EXERCISE REQUIREMENTS:
According to the article on parking in the Lonaconing East development, how many vehicles does the unidentified homeowner own?

>> begin READING TEXT

Three residents approached Berlin Borough Council with safety concerns about residents and visitors in the Lonaconing East development parking too close to driveways, blocking blind spots, during the Sept. 12 meeting.
Residents Peggy Donaldson, Cynthia Jennings and Paula Smith informed council they’ve been trying to seek a remedy to their parking issues in front of their homes since May.
Tax maps show all three women are neighbors in the development.
Donaldson, who stated her property sits near a corner in the townhome community, said she’s unable to look for oncoming traffic or children who are playing in or near streets. The other two stated they’ve had issues where their circle was filled with cars from an unidentified homeowner who “owns seven vehicles and parks none in the driveway.”
Councilman Andy Simone said while the women did approach the council in May, the representatives weren’t able to have a meeting on the issue due to a limited summer schedule and some meetings being cancelled due to low attendance.
“Lonaconing East is a round, private development with one way in, one way out and there’s limited parking,” Simone said. “By restricting parking in this one area, it limits it throughout the whole neighborhood.”
The nearest cross street to the development is Cross Keys Raods, which has no parking.

>> end READING TEXT
>> begin DATA SHOWN

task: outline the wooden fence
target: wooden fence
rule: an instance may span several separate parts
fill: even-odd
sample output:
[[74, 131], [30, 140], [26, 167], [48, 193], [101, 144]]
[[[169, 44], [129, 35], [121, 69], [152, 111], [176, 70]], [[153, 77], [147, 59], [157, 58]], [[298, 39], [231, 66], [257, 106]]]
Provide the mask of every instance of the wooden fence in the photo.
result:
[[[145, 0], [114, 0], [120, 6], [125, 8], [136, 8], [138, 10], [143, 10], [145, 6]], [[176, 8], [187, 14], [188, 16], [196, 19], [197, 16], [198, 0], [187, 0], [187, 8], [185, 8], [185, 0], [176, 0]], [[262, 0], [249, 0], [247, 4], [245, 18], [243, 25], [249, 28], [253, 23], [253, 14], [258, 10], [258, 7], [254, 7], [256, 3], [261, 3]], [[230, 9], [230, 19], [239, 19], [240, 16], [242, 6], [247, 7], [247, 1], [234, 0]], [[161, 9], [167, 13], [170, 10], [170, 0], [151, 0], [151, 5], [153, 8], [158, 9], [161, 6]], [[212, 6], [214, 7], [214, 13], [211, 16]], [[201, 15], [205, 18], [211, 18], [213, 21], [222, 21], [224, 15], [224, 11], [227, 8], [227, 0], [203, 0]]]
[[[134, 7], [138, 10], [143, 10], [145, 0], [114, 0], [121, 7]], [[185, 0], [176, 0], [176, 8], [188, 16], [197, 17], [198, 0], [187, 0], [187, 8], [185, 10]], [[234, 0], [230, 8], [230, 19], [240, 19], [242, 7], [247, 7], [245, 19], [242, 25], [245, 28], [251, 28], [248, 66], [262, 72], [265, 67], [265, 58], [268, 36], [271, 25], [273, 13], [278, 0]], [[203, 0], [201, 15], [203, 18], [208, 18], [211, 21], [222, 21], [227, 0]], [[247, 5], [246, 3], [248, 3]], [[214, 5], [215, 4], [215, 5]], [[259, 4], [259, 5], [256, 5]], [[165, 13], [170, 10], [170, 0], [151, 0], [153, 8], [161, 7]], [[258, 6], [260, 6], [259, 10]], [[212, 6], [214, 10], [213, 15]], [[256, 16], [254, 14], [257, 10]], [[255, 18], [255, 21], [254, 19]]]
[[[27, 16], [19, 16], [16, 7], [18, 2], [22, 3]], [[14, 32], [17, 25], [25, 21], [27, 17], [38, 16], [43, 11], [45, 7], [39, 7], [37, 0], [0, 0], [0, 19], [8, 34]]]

>> end DATA SHOWN

RESULT FOR THIS TASK:
Seven vehicles, none of them parked in the driveway.